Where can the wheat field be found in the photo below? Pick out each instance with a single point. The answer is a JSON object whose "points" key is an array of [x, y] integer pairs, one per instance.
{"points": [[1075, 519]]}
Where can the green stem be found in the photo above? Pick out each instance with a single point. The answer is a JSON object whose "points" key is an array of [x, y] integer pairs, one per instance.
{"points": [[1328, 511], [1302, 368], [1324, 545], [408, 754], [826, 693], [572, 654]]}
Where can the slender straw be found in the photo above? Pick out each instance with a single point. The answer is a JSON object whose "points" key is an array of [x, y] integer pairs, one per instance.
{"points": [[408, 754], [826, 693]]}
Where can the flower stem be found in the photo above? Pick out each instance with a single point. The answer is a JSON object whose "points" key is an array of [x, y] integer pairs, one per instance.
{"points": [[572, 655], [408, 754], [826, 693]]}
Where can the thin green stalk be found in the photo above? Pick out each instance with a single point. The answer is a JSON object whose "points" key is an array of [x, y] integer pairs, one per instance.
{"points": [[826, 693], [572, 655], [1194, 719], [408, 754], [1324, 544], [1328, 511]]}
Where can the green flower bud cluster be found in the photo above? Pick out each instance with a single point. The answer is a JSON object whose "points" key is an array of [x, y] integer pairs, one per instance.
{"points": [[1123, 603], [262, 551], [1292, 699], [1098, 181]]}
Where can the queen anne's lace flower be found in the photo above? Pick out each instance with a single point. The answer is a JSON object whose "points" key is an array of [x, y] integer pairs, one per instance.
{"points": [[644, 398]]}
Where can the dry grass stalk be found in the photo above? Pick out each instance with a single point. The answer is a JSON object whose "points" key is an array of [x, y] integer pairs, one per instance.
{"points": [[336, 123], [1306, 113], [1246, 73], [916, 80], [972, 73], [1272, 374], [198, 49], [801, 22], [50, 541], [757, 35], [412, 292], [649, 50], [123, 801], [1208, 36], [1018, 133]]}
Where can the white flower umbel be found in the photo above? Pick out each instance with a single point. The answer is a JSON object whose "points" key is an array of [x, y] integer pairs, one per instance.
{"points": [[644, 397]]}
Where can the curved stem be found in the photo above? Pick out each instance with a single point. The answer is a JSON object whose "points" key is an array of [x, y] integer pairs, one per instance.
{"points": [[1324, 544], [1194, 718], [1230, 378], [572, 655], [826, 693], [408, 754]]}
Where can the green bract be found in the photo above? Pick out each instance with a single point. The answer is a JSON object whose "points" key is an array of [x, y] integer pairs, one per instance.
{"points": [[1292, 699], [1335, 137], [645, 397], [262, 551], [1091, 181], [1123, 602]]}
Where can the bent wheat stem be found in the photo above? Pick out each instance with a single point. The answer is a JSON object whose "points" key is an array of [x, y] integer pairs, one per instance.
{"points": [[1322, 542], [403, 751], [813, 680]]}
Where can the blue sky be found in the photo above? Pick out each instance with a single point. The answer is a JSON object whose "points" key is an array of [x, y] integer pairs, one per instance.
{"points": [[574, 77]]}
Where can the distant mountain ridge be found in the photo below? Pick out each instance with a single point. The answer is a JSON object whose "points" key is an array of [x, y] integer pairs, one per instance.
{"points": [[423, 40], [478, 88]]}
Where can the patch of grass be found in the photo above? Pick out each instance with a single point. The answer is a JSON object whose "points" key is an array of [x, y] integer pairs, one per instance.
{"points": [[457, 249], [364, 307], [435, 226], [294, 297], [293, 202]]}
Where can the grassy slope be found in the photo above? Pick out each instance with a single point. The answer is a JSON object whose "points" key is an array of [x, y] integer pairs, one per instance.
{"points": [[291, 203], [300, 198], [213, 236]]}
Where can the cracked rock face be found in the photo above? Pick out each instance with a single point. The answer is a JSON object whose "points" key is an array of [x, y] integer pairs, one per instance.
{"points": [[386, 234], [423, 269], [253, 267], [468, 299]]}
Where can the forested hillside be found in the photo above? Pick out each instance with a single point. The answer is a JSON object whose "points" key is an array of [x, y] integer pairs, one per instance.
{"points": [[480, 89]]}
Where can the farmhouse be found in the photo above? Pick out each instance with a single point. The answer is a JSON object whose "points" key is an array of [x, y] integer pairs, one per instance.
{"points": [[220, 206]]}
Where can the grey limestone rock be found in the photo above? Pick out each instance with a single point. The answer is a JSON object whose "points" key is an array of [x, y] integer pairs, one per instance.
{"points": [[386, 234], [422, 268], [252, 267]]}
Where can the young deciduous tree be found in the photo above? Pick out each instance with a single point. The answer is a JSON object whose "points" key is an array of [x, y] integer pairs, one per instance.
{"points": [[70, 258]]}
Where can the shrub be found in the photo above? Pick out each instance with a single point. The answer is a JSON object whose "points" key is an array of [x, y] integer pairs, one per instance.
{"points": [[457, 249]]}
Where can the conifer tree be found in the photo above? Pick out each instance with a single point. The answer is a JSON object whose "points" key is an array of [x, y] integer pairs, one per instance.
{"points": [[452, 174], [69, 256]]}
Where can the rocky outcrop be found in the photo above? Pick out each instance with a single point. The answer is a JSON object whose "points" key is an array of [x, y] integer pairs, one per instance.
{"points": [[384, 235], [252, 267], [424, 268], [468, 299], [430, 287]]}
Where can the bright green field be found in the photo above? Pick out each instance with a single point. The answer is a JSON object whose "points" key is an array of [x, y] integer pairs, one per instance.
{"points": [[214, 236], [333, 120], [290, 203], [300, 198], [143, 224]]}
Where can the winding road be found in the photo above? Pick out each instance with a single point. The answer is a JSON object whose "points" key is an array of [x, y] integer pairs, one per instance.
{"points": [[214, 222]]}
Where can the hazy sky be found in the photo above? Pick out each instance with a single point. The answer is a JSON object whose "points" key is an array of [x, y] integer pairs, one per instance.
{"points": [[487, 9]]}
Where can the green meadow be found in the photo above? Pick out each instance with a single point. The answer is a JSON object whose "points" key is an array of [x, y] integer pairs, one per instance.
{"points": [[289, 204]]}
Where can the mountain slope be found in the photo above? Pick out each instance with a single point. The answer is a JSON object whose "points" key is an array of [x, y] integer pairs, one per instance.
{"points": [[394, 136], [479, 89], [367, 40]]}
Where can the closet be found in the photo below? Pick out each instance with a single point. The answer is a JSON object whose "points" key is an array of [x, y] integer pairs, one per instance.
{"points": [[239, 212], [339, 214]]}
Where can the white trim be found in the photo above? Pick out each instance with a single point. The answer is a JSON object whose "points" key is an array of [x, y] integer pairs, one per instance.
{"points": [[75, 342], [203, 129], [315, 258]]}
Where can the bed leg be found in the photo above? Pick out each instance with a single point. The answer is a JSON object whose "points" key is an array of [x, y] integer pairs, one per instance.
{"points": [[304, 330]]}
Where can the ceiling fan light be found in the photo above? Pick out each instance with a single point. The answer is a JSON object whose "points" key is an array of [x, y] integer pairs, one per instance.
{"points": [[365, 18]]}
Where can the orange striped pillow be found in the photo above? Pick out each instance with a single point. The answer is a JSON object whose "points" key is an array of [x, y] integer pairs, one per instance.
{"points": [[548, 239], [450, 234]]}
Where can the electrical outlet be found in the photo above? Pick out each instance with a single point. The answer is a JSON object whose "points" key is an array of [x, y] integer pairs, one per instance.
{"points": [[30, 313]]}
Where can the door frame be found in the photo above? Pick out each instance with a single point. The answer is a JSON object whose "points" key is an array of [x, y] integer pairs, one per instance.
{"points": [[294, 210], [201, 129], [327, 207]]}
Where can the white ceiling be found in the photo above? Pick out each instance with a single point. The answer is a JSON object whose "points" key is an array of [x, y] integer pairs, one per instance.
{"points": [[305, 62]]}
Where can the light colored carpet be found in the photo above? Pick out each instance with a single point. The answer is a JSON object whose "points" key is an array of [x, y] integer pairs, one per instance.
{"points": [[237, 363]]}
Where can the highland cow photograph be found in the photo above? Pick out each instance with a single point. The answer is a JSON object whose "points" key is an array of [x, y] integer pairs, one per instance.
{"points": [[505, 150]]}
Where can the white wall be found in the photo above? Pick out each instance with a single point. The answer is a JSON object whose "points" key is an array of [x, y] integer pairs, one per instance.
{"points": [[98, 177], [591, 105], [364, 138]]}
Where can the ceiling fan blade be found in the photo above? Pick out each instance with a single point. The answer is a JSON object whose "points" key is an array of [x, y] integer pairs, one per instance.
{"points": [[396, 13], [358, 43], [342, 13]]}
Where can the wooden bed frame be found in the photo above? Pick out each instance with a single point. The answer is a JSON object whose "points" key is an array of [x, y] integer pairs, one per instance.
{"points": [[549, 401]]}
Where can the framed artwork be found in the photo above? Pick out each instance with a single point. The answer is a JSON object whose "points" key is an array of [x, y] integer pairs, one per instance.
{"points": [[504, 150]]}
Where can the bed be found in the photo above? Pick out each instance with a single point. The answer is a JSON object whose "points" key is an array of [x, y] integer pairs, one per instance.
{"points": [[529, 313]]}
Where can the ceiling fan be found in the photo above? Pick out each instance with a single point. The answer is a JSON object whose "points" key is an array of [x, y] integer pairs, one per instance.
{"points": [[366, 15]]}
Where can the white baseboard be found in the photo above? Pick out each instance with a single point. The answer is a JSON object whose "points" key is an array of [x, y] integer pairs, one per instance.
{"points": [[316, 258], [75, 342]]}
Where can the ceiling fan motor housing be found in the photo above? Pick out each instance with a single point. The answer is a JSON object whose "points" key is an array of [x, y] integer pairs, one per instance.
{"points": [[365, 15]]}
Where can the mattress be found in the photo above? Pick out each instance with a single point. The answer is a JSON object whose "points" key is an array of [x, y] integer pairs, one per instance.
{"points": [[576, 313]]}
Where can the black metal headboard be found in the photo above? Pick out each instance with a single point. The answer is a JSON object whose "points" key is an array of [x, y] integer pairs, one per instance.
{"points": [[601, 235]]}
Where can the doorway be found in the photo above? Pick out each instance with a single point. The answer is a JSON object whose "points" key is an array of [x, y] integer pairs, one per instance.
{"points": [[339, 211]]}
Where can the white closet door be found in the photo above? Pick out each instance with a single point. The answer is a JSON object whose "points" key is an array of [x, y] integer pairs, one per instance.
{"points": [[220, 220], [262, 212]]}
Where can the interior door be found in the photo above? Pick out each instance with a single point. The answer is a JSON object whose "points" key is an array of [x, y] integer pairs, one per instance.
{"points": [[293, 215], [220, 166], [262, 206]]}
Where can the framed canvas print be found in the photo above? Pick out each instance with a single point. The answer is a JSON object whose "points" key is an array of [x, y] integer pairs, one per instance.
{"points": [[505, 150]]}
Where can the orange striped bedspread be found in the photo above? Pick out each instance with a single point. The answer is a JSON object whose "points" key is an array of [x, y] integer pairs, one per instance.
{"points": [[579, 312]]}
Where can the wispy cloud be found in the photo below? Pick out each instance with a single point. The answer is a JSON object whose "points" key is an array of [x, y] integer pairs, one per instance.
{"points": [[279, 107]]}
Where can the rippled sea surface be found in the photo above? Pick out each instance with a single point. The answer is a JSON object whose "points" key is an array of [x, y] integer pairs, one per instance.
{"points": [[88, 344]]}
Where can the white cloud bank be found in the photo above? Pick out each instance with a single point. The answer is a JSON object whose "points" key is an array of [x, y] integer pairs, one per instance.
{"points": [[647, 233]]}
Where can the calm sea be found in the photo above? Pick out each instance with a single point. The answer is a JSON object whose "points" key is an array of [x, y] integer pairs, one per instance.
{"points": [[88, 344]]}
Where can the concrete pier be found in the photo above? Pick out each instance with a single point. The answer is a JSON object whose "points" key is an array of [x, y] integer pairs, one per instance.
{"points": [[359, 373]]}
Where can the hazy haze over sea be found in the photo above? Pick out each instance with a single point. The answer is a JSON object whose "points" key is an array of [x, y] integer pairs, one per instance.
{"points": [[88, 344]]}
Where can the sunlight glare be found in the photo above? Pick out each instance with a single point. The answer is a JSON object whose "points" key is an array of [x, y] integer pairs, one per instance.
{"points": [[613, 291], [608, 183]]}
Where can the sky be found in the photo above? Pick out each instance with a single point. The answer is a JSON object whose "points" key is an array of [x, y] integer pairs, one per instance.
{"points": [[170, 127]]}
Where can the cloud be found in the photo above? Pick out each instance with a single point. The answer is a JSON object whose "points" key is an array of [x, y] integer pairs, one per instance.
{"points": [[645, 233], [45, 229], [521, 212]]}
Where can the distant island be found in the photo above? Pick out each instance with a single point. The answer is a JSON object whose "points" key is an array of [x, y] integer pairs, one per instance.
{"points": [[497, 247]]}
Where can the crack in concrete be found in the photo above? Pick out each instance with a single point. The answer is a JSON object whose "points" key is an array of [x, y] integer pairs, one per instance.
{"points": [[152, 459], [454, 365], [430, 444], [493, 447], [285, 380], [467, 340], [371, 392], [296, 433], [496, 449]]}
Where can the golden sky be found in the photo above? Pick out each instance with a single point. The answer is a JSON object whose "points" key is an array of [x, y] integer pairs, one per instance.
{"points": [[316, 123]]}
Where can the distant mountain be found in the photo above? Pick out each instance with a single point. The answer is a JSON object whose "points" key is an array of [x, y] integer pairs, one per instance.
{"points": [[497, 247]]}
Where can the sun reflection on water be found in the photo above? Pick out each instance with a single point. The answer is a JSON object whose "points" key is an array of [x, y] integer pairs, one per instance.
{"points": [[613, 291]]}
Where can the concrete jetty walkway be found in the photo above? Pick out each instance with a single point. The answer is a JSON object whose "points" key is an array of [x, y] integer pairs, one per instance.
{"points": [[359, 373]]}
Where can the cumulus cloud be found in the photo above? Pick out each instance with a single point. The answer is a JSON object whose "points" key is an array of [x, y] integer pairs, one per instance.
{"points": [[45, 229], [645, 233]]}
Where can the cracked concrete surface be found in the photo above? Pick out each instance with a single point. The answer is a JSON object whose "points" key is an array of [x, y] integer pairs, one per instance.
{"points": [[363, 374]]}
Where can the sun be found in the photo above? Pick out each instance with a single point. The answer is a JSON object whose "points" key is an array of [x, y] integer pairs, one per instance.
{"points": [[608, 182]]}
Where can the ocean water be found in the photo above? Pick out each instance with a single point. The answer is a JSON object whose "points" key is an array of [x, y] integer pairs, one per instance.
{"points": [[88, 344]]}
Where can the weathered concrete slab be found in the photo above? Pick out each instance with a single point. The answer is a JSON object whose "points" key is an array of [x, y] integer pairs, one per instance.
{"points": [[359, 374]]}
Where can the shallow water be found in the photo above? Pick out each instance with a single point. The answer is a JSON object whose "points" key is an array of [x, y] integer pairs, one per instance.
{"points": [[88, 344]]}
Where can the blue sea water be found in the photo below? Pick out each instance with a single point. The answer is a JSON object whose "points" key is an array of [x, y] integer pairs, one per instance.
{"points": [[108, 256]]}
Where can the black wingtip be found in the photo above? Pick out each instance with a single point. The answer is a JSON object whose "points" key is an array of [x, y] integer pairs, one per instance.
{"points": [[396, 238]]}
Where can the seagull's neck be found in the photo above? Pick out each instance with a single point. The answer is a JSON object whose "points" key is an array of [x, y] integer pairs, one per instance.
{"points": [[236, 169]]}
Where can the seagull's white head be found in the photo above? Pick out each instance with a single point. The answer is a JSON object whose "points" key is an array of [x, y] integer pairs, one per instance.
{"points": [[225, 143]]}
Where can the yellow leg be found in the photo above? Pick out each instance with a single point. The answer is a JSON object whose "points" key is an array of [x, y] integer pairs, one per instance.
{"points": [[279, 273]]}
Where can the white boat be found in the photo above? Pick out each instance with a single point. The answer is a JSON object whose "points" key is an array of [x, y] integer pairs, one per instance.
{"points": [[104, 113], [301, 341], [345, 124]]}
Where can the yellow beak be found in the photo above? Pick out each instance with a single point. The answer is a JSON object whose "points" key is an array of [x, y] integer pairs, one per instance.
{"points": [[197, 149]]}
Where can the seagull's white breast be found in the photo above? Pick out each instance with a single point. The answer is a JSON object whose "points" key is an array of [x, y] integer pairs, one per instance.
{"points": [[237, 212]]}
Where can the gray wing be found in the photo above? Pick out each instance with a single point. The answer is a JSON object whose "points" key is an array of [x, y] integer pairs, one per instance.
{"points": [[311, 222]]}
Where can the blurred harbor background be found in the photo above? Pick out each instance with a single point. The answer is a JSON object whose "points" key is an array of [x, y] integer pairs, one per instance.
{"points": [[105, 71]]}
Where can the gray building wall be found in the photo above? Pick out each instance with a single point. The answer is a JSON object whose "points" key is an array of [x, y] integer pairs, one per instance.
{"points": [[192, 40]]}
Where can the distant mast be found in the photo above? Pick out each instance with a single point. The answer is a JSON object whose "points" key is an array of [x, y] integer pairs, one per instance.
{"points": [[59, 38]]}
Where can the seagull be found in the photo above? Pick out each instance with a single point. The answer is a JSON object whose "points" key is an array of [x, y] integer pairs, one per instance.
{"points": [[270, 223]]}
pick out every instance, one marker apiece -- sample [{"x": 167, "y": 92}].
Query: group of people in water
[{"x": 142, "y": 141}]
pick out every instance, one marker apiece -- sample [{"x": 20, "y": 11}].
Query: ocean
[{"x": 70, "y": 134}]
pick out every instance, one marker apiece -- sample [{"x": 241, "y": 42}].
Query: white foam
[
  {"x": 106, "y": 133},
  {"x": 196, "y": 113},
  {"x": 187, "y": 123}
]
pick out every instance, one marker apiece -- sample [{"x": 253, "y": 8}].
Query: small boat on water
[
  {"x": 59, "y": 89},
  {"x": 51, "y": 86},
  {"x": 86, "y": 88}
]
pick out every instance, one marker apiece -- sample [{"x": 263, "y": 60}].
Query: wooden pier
------------
• TASK GOAL:
Repeat, without changes, every line from the one that contains "Where can the gray building" through the final line of the data.

• FINISHED TASK:
Where can the gray building wall be found in the photo above? Pick out each instance with a single point. The answer is a JSON object whose "points" key is an array of [x, y] integer pairs, one per instance.
{"points": [[192, 40]]}
Where can the distant mast be found in the photo above? Pick out each instance with a single point. The answer is a JSON object whose "points" key is an array of [x, y] integer pairs, one per instance.
{"points": [[59, 38]]}
Where can the seagull be found in the photo above? Pick out each instance with a single point. The answer is a JSON object whose "points" key is an array of [x, y] integer pairs, one per instance.
{"points": [[270, 223]]}
pick out every instance, one marker apiece -- sample [{"x": 167, "y": 92}].
Query: group of people in water
[{"x": 142, "y": 141}]
pick out every instance, one marker apiece -- sample [{"x": 20, "y": 11}].
Query: ocean
[{"x": 70, "y": 134}]
pick out every instance, one marker apiece -- sample [{"x": 241, "y": 42}].
Query: white foam
[
  {"x": 106, "y": 133},
  {"x": 196, "y": 113},
  {"x": 187, "y": 123}
]
pick out every instance, one marker apiece -- sample [{"x": 253, "y": 8}].
Query: small boat on water
[
  {"x": 59, "y": 89},
  {"x": 51, "y": 86},
  {"x": 86, "y": 88}
]
pick out every instance, one marker apiece -- sample [{"x": 263, "y": 60}].
Query: wooden pier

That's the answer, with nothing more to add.